(Collected data)
****************
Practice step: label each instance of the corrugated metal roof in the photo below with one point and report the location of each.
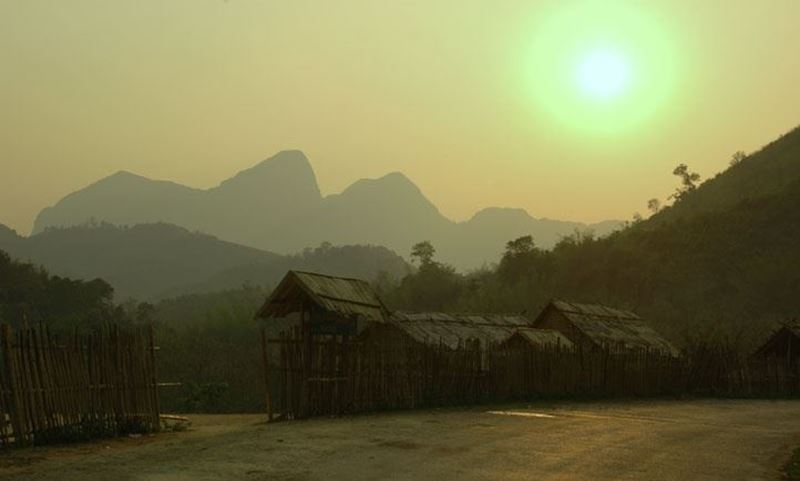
(607, 326)
(543, 337)
(344, 296)
(793, 326)
(454, 329)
****************
▸ Problem:
Where an entry contains an image, skip the image and write out the rest exactly.

▸ Output for this exercise:
Practice step: label each instance of the corrugated metal roof in the photo below with one point and report the location of each.
(607, 326)
(543, 337)
(344, 296)
(793, 326)
(454, 329)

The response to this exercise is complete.